Start of Provided text

Business-savvy CIO focuses on company growth, stays true to self

The role of CIO in organizations is evolving from its early definition as a deep technologist who works behind the scenes to a leader with a depth of operations experience and an ability to build strong relationships and bridge gaps between IT and senior management.[i]

You could say Chief Information Officer Ellen Barker is the epitome of this trend. Having taken the role of vice president and CIO two years ago, she has already reorganized and reinvigorated the IT organization.

Ellen Barker

“It’s typical of TI to be forward-looking and become stronger over time,” Ellen said. “I grew up with TI. I’ve worked here my whole career. But to have a non-engineer lead an IT organization is certainly different.

“They brought me to this role to lead an organization to make an impact to TI.”

As the digital age continues to evolve and present new threats to companies’ information and revenue, the role of CIO has increased in importance and visibility within companies.

With more than 30 years of experience across finance, manufacturing and operations at TI – Ellen brings depth of understanding to the role, said Kevin March, our chief financial officer.

“By putting leaders with a broad business background into a technical organization like IT, you bring a balance,” he said.

Ellen also “spends more time listening than talking,” Kevin said, which is part of what makes her an effective leader.

“When you have a good listener, she can understand the capabilities and limitations of the technology while also understanding what matters most to the business, not just the neatest thing IT can do,” he said. “She is one of those unique people who can be very attentive and empathetic and also very influential at the same time.”

Ellen has learned a lot over the past two years on the job, she said.

“I really didn’t appreciate the breadth of what IT does until I began to dig deep into the team and our processes,” she said. “It’s really a different world, and a world not well understood at TI. So I advocate for us to strategically help the company win and grow.”

Early on in her role, Ellen began working to close gaps between the IT organization and senior leaders, which were due in part to a language barrier, she said. Technical language, that is.

“I’ve had to teach IT to speak a different language – one that resonates with business leaders,” said Ellen, who has recently won awards and accolades including D CEO Magazine’s CIO/CTO award and the Dallas Business Journal’s Women in Technology award.

Having started at TI as a business planner in 1984, Ellen said she never dreamed she would someday work in the C-suite of a multi-billion-dollar company. Over the course of her career, she has stayed true to two things that have helped as she has risen through the ranks: authenticity and patience.

“TI doesn’t want me to be anybody but myself,” she said. “I need to be true to the core ‘me’ or I am not going to be successful.”

One of the keys to success in her current role is problem-solving, Ellen said.

End of Provided text

- [Problem to solve]: Transcribe the passage of the CIO profile starting at "As the digital" and ending at "visibility within companies.".

Start of Supplied data

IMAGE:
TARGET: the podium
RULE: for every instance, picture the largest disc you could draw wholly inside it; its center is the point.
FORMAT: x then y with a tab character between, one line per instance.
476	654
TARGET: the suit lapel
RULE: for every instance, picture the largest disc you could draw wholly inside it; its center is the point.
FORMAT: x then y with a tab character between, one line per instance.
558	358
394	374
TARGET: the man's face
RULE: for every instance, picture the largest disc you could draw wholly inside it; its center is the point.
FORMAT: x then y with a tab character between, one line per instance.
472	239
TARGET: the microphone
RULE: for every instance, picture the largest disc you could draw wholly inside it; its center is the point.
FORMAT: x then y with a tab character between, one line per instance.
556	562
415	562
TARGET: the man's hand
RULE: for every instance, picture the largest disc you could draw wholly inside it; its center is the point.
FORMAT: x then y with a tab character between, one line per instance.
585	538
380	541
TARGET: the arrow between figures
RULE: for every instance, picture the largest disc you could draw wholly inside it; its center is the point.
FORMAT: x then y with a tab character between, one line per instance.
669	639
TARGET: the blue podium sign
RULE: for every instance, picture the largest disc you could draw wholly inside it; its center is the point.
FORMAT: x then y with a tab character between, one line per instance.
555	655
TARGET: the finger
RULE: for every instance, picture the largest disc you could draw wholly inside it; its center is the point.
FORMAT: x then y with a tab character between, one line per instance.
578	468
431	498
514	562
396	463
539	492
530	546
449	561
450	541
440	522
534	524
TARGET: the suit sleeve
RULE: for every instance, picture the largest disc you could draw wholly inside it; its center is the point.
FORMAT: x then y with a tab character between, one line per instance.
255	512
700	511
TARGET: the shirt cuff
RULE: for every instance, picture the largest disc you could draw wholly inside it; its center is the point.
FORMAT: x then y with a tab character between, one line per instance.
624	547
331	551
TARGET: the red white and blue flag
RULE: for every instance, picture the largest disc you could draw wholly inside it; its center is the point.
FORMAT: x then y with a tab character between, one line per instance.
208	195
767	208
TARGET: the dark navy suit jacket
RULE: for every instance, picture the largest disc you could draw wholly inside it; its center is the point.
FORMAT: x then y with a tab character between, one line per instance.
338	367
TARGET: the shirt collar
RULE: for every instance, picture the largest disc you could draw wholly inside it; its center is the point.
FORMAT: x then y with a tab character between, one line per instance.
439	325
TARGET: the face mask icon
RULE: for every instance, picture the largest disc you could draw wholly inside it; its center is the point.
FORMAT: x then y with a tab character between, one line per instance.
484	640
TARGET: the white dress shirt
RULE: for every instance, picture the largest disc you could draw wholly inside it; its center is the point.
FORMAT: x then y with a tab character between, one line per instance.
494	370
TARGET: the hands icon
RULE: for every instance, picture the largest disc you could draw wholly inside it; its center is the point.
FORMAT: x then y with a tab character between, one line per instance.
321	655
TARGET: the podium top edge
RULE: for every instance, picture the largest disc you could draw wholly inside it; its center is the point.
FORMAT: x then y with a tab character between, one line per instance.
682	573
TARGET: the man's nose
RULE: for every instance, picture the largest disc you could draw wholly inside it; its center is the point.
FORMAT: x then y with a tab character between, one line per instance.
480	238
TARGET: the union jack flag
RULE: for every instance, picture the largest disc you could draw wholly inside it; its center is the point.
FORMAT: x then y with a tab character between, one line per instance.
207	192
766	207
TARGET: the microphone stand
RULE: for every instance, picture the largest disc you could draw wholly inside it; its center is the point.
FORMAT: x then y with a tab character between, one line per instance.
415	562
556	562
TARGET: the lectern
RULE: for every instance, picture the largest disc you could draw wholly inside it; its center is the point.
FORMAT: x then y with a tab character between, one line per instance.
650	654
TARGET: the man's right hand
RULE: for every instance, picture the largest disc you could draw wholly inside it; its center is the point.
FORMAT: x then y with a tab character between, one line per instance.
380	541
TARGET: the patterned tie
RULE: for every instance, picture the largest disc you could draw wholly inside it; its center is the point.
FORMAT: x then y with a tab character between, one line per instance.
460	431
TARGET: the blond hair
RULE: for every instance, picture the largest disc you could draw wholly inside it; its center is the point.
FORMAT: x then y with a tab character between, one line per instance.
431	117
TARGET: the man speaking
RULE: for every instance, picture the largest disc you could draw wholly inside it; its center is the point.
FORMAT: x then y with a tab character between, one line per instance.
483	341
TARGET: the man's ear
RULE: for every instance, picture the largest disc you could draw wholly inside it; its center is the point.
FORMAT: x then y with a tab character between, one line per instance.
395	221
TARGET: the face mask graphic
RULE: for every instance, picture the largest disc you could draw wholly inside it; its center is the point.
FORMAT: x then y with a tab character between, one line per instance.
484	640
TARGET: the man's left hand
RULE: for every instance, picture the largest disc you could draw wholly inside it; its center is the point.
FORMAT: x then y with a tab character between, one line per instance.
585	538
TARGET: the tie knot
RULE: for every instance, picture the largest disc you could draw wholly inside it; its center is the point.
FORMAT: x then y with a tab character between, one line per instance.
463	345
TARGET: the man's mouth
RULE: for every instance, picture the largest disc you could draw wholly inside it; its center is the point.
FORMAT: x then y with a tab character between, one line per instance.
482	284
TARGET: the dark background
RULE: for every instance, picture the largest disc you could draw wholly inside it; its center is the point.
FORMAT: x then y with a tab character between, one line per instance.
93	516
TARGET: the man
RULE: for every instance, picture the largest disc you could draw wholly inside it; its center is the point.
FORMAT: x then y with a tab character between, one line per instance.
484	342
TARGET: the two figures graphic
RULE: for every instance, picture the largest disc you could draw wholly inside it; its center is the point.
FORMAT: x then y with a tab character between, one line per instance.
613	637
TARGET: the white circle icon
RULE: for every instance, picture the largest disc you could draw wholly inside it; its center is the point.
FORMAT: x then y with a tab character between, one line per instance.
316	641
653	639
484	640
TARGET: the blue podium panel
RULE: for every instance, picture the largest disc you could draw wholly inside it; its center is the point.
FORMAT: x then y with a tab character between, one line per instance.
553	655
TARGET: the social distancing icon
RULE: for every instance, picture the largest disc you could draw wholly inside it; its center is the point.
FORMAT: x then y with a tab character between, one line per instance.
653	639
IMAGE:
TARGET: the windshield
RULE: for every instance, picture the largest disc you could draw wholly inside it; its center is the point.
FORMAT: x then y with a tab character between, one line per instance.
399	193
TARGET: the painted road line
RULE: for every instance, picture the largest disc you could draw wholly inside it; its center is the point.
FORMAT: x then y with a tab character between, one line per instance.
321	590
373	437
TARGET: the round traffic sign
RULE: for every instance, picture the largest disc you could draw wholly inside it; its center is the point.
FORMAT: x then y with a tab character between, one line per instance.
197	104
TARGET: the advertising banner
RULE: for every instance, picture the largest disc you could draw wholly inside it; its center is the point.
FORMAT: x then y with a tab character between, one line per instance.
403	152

End of Supplied data

- [Written response]:
As the digital age continues to evolve and present new threats to companies’ information and revenue, the role of CIO has increased in importance and visibility within companies.